STATED GOAL
Could you return, word for word, the part of the Tatun volcano text starting with "Locations of the" and going on through "width of 0.5 km."?

TEXT EXCERPT
***
Locations of the Tatun volcano group (TVG) in the northern tip of Taiwan and two perpendicular depth-profiles across the Dayoukeng area to show the clustering seismicity (pluses) within a narrow vertical conduit at depths shallower than 2 km. The black, yellow, green and pink triangles in the left panel mark the locations of seismic stations, Mt. Chihsin, Chintenkeng and Dayoukeng fumarole in the TVG, respectively. The dashed line shows the surface trace of the Shanchiao fault. The relocated micro-earthquakes are plotted along the profiles within a width of 0.5 km.

A lot of volcanic features such as fumaroles and hot-springs are still significant at the TVG, but it was considered to be dormant or even extinct for a long time. Early stage geological studies showed that the volcanic eruption primarily started around 0.8 Ma and eventually stopped around 0.1 Ma3,4,5. However, a variety of recent observations and analyses suggest that the TVG may be still active. First, Helium isotopes indicate that some mantle signatures have been detected from the volcanic gas and fluid at many fumarole sites6. Second, shallow pressure sources, including both inflation and deflation, have been detected from high-accurate leveling surveys across the TVG7. Third, clustered micro-earthquakes with some typical volcano-earthquakes, such as tornillos, mono-chromatic tremors, long-period events, and heartbeat earthquakes, have been observed in the shallow crust beneath the TVG8,9,10,11,12. Furthermore, a few small-scale phreatic eruptions have been detected by infrasonic sensors and seismic arrays13,14. Fourth, the dating results from volcanic ashes and Fe-rocks imply that the last eruption took place within several thousand years15,16. Finally, a deep magma reservoir has been detected through the seismic detection of both S-wave shadows and P-wave delays2.

All of the late observations and analyses mentioned above suggest that a future volcanic eruption in the TVG cannot be totally excluded; however, the detailed subsurface structures, such as shallow hydrothermal systems, volcanic conduits, and deep magma reservoirs, necessary to delineate the geometry and connections between volcanic plumbing systems are still unknown. Herein, we produce seismic tomographic images based on the P- and S-wave arrival time data recorded at 40 broadband seismic stations in the TVG area between 2014 and 2017. The 3-D velocity structures of P-waves (Vp), S-waves (Vs) and the ratios between both (Vp/Vs) at depths shallower than 5 km can successfully be inverted by the double-difference tomography17. These tomographic images allow us to improve the understanding of the volcanic plumbing system in the shallow crust beneath the TVG. Also the relocated seismicity interestingly shows a vertical conduit within a ~500 m diameter area near the Dayoukeng fumarole, one of the strongest degassing processes in the TVG, at a depth between ~0.2 to 2 km below the surface. Such a seismicity conduit is the major pathway for the transport of volcanic gases and fluids from deep reservoirs to the surface; it may be one of the most likely pathways for ascending magma for TVG eruptions in the future. But possibility of developing different magma pathways at other clustered seismicity zones such as beneath Mt. Chihsin might not be totally excluded. These results significantly help in the understanding of the TVG plumbing system and provide some critical information to mitigate future volcanic hazards in the Taipei metropolis.
***
(Location labeling records)

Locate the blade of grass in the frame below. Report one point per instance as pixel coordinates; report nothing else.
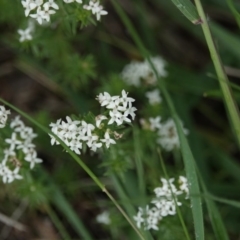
(229, 101)
(215, 217)
(188, 10)
(62, 204)
(188, 158)
(139, 165)
(80, 162)
(223, 200)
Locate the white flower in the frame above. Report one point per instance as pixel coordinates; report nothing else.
(13, 141)
(95, 146)
(183, 185)
(39, 15)
(75, 145)
(130, 111)
(52, 4)
(87, 128)
(104, 218)
(155, 123)
(28, 5)
(12, 175)
(47, 12)
(32, 158)
(154, 97)
(25, 35)
(139, 218)
(107, 140)
(3, 116)
(16, 122)
(115, 117)
(68, 1)
(99, 119)
(96, 9)
(168, 136)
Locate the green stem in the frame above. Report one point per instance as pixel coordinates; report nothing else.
(79, 161)
(222, 77)
(234, 12)
(188, 158)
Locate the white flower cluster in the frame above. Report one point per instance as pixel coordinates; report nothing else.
(164, 204)
(42, 11)
(20, 144)
(167, 132)
(103, 218)
(96, 9)
(75, 133)
(3, 116)
(135, 72)
(26, 34)
(153, 97)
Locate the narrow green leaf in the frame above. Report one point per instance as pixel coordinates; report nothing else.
(223, 200)
(234, 11)
(188, 10)
(215, 217)
(62, 204)
(222, 77)
(189, 161)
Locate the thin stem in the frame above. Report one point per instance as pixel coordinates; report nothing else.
(139, 165)
(174, 198)
(79, 161)
(124, 214)
(222, 77)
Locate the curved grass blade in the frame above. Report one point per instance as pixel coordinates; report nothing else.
(188, 158)
(81, 163)
(222, 77)
(215, 217)
(188, 10)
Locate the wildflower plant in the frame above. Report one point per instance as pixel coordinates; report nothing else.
(148, 76)
(18, 150)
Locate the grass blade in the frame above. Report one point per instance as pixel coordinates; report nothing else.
(188, 10)
(189, 161)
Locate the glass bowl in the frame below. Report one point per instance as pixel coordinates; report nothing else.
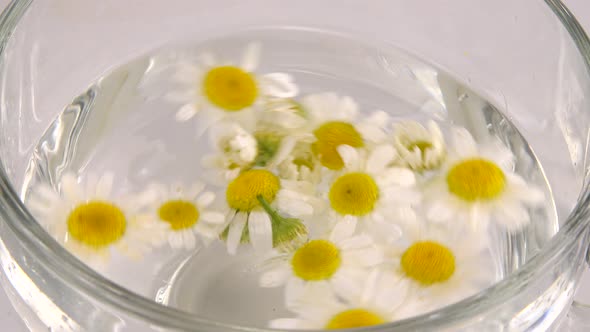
(528, 58)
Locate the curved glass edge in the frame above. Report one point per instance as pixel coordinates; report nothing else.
(87, 281)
***
RESULT OF THIS EXERCISE
Locations of the Tatun volcano group (TVG) in the northern tip of Taiwan and two perpendicular depth-profiles across the Dayoukeng area to show the clustering seismicity (pluses) within a narrow vertical conduit at depths shallower than 2 km. The black, yellow, green and pink triangles in the left panel mark the locations of seismic stations, Mt. Chihsin, Chintenkeng and Dayoukeng fumarole in the TVG, respectively. The dashed line shows the surface trace of the Shanchiao fault. The relocated micro-earthquakes are plotted along the profiles within a width of 0.5 km.